Copy every one of the records below, keeping each line the same down to the last character.

----- PROVIDED INFORMATION -----

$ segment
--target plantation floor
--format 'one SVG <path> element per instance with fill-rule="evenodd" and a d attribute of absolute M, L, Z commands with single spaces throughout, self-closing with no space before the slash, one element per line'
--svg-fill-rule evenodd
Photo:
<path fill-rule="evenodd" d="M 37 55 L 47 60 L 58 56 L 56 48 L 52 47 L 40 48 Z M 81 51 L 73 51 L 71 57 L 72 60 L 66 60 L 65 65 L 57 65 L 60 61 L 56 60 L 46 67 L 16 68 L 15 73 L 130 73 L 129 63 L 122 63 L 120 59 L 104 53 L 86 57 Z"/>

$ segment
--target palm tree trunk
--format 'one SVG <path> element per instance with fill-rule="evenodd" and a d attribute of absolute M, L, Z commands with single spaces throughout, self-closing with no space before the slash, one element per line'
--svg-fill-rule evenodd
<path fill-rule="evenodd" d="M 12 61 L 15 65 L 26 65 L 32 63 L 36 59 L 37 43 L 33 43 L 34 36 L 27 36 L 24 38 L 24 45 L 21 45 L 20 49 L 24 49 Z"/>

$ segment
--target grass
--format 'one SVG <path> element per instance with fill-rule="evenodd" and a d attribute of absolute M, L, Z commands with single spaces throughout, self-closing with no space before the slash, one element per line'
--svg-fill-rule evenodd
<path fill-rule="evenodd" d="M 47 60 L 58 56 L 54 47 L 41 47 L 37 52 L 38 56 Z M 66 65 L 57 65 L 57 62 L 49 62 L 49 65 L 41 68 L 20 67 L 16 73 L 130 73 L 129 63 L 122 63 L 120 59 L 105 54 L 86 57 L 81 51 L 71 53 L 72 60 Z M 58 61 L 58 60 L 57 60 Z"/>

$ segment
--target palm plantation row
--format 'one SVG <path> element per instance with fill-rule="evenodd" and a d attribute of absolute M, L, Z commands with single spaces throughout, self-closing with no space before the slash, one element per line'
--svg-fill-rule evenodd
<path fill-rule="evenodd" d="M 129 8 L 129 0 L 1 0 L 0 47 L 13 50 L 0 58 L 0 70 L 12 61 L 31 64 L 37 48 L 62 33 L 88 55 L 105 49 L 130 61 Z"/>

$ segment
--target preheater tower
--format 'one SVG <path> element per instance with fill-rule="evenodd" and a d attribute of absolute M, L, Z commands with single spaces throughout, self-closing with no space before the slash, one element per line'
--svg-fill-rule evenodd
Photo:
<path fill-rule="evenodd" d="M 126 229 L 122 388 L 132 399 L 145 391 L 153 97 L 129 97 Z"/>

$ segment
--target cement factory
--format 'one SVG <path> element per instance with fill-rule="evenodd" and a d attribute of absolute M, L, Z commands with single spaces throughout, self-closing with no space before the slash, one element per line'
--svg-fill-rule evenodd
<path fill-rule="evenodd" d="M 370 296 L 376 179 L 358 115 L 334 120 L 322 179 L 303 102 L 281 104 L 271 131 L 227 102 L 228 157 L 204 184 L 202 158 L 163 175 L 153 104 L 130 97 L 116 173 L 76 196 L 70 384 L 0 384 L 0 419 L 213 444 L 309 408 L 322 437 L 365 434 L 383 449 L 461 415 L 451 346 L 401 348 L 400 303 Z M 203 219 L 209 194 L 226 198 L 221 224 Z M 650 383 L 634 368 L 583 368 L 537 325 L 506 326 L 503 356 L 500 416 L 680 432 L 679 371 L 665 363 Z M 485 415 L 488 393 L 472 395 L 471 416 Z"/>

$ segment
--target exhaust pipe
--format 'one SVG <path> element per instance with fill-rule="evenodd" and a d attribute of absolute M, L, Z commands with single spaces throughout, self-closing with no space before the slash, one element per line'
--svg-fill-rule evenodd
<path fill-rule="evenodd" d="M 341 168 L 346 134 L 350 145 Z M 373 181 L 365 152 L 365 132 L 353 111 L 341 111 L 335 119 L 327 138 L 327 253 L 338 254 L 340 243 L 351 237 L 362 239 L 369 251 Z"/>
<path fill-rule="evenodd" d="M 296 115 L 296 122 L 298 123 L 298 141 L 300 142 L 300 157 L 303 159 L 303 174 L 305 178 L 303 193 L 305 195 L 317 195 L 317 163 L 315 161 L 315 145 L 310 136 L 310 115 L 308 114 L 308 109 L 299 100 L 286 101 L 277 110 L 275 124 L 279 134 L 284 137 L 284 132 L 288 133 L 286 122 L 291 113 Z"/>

-----

## WORKED ANSWER
$ segment
--target plantation floor
--format 'one SVG <path> element per instance with fill-rule="evenodd" and a d attribute of absolute M, L, Z commands with single spaces throughout, self-closing with no space before the slash, one element per line'
--svg-fill-rule evenodd
Photo:
<path fill-rule="evenodd" d="M 37 55 L 47 60 L 58 56 L 56 48 L 52 47 L 40 48 Z M 81 51 L 73 51 L 71 57 L 72 60 L 66 60 L 65 65 L 57 65 L 60 61 L 56 60 L 46 67 L 16 68 L 15 73 L 130 73 L 129 63 L 122 63 L 120 59 L 104 53 L 86 57 Z"/>

$ segment
--target palm tree trunk
--format 'one SVG <path> element per instance with fill-rule="evenodd" and a d attribute of absolute M, L, Z commands with single spaces throughout, self-closing with no space before the slash, one element per line'
--svg-fill-rule evenodd
<path fill-rule="evenodd" d="M 12 61 L 15 65 L 26 65 L 32 63 L 36 59 L 37 43 L 33 43 L 34 36 L 27 36 L 24 38 L 24 45 L 21 45 L 20 49 L 24 49 Z"/>

$ segment
--target grass
--format 'one SVG <path> element per instance with fill-rule="evenodd" and a d attribute of absolute M, L, Z commands with single spaces throughout, self-closing with no space before the slash, one element per line'
--svg-fill-rule evenodd
<path fill-rule="evenodd" d="M 47 60 L 58 56 L 54 47 L 41 47 L 37 52 L 38 56 Z M 66 65 L 57 65 L 57 62 L 49 62 L 49 65 L 41 68 L 20 67 L 16 73 L 130 73 L 129 63 L 122 63 L 120 59 L 105 54 L 86 57 L 81 51 L 71 53 L 72 60 Z M 58 61 L 58 60 L 57 60 Z"/>

$ segment
--target palm plantation row
--format 'one SVG <path> element per instance with fill-rule="evenodd" and a d attribute of absolute M, L, Z commands with single spaces throughout, self-closing with no space before the slash, one element per line'
--svg-fill-rule evenodd
<path fill-rule="evenodd" d="M 129 8 L 129 0 L 1 0 L 0 47 L 13 50 L 0 58 L 0 70 L 12 61 L 31 64 L 37 48 L 62 33 L 88 55 L 105 49 L 130 61 Z"/>

$ segment
--target preheater tower
--format 'one SVG <path> element per instance with fill-rule="evenodd" and a d attribute of absolute M, L, Z commands with single spaces throughout, self-closing with no space before the slash, one element per line'
--svg-fill-rule evenodd
Photo:
<path fill-rule="evenodd" d="M 126 229 L 122 388 L 132 399 L 145 391 L 153 97 L 129 97 Z"/>

$ segment
--target cement factory
--format 'one SVG <path> element per instance with fill-rule="evenodd" and a d attribute of absolute M, L, Z commands with single spaces throughout, self-closing with no space before the slash, one element per line'
--svg-fill-rule evenodd
<path fill-rule="evenodd" d="M 370 296 L 376 179 L 358 115 L 334 120 L 322 179 L 303 102 L 281 104 L 271 131 L 227 102 L 228 157 L 204 184 L 202 158 L 163 175 L 153 104 L 130 97 L 116 173 L 76 196 L 70 384 L 0 384 L 0 419 L 213 444 L 309 408 L 322 437 L 365 434 L 383 449 L 461 415 L 451 346 L 401 348 L 400 303 Z M 203 219 L 209 194 L 226 198 L 221 224 Z M 650 383 L 634 368 L 583 368 L 537 325 L 506 326 L 503 356 L 500 416 L 680 432 L 679 371 L 665 363 Z M 485 415 L 488 393 L 472 395 L 471 416 Z"/>

$ segment
--target exhaust pipe
--format 'one SVG <path> element per instance with fill-rule="evenodd" and a d attribute of absolute M, L, Z commands with single spaces throughout, self-closing with no space before the slash, one element per line'
--svg-fill-rule evenodd
<path fill-rule="evenodd" d="M 341 168 L 346 134 L 350 145 Z M 373 181 L 365 152 L 365 132 L 353 111 L 341 111 L 335 119 L 327 138 L 327 253 L 338 254 L 340 243 L 351 237 L 362 239 L 369 251 Z"/>
<path fill-rule="evenodd" d="M 296 115 L 296 122 L 298 123 L 298 141 L 300 142 L 300 157 L 303 159 L 303 174 L 305 178 L 303 193 L 305 195 L 317 195 L 317 163 L 315 161 L 315 145 L 310 136 L 310 115 L 308 114 L 308 109 L 299 100 L 286 101 L 277 110 L 275 124 L 279 134 L 284 137 L 284 132 L 288 133 L 286 122 L 291 113 Z"/>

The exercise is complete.